Working data:

════════

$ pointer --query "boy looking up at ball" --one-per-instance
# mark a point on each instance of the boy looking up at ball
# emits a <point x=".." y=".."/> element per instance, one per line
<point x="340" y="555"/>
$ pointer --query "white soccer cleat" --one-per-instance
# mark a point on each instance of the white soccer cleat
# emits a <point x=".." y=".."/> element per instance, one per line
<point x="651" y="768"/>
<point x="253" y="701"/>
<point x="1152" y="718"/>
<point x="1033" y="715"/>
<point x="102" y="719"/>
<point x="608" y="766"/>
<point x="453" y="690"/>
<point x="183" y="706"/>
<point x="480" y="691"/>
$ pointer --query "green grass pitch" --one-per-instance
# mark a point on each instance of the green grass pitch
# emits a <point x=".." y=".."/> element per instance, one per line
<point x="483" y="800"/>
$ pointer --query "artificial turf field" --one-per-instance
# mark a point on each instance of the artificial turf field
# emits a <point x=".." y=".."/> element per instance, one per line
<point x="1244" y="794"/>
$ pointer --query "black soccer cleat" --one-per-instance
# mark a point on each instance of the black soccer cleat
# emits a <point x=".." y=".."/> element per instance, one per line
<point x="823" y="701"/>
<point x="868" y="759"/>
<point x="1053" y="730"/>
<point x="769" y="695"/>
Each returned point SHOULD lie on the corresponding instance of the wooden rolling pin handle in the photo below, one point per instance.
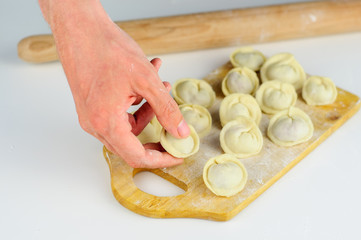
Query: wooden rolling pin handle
(38, 49)
(223, 28)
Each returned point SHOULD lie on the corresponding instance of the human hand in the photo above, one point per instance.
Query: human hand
(107, 73)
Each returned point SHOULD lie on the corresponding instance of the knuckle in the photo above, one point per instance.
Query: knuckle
(98, 122)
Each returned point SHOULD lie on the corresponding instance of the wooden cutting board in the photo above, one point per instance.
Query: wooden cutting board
(263, 170)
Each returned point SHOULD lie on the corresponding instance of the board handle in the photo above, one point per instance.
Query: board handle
(130, 196)
(223, 28)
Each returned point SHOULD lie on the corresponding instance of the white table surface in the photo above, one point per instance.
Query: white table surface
(55, 184)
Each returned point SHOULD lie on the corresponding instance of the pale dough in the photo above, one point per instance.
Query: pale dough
(239, 104)
(275, 96)
(319, 91)
(180, 147)
(247, 57)
(197, 116)
(290, 127)
(193, 91)
(225, 175)
(240, 80)
(283, 67)
(241, 137)
(151, 133)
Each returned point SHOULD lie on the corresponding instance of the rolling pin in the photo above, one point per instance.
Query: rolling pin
(222, 28)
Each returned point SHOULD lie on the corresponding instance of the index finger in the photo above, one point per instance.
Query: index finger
(128, 147)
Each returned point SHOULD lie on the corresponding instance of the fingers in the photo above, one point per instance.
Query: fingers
(141, 118)
(156, 62)
(164, 107)
(128, 147)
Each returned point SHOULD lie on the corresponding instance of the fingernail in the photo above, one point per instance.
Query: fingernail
(183, 129)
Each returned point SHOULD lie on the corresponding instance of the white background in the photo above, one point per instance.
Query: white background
(55, 184)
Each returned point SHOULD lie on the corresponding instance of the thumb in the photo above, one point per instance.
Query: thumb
(166, 110)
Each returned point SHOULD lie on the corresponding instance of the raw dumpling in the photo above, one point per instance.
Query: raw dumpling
(275, 96)
(241, 137)
(290, 127)
(240, 80)
(151, 133)
(239, 104)
(283, 67)
(319, 91)
(197, 116)
(180, 147)
(225, 175)
(193, 91)
(247, 57)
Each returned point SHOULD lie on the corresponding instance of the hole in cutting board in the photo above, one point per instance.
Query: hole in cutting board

════════

Work instructions:
Only one part of the material above is to be transcribed, namely the lines starting with the line that has "Query: index finger" and going on through the line that has "the raw dumpling", exactly as they stand.

Result for this task:
Query: index finger
(128, 147)
Each returned point SHOULD lie on the corresponding instance of the fingers in the photo above, one point per instance.
Query: fingers
(141, 118)
(156, 62)
(164, 107)
(128, 147)
Each returned point SHOULD lie on the corresponding instance of the fingernail in the photo above, one point per instance.
Query: fingernail
(183, 129)
Each returned point SHOULD lie on the corresponding instance of the white background in the photo above, one point per instance.
Query: white background
(55, 184)
Each returned point SHOULD lie on the corresponding instance of the thumb in the photo above, one point per instance.
Query: thumb
(166, 110)
Each returned point SHOULD lie on the corresponding instance of the raw dumpling in the photo above, one point per instance.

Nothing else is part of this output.